_Work instruction_. Would you print the records as they stand, down to the last character?

_Given entries_.
____
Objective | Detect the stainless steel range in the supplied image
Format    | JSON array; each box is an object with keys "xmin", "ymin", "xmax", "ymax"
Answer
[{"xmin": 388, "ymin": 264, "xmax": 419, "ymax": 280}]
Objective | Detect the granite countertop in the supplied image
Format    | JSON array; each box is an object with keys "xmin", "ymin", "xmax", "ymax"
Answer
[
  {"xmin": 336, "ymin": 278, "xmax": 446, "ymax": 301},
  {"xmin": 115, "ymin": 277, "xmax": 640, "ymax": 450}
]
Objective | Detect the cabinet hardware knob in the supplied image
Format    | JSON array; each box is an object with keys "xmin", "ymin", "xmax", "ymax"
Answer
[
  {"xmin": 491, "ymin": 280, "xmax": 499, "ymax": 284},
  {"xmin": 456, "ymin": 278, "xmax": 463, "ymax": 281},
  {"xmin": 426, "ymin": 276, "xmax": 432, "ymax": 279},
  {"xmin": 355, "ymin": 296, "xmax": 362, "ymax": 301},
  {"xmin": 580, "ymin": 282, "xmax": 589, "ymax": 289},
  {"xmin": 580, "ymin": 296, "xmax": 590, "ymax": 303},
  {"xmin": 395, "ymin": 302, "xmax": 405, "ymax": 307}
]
____
_Answer to this exercise_.
Objective | Detect the stainless steel range in the supplied image
Format    | JSON array; each box is an object with keys "xmin", "ymin", "xmax", "ymax"
Answer
[{"xmin": 388, "ymin": 264, "xmax": 419, "ymax": 280}]
Objective | Detect the granite countertop in the supplied image
Format    | JSON array; each box is an object with keys "xmin", "ymin", "xmax", "ymax"
Answer
[
  {"xmin": 336, "ymin": 278, "xmax": 446, "ymax": 301},
  {"xmin": 115, "ymin": 277, "xmax": 640, "ymax": 450}
]
Objective | Detect the cabinet hardware knob in the supplied image
Format    | JSON array; each box is an object with keys "xmin", "ymin", "xmax", "ymax"
Answer
[
  {"xmin": 491, "ymin": 280, "xmax": 499, "ymax": 284},
  {"xmin": 456, "ymin": 278, "xmax": 463, "ymax": 281},
  {"xmin": 426, "ymin": 276, "xmax": 432, "ymax": 279},
  {"xmin": 355, "ymin": 296, "xmax": 362, "ymax": 301},
  {"xmin": 580, "ymin": 282, "xmax": 589, "ymax": 289},
  {"xmin": 580, "ymin": 296, "xmax": 590, "ymax": 303},
  {"xmin": 395, "ymin": 302, "xmax": 405, "ymax": 307}
]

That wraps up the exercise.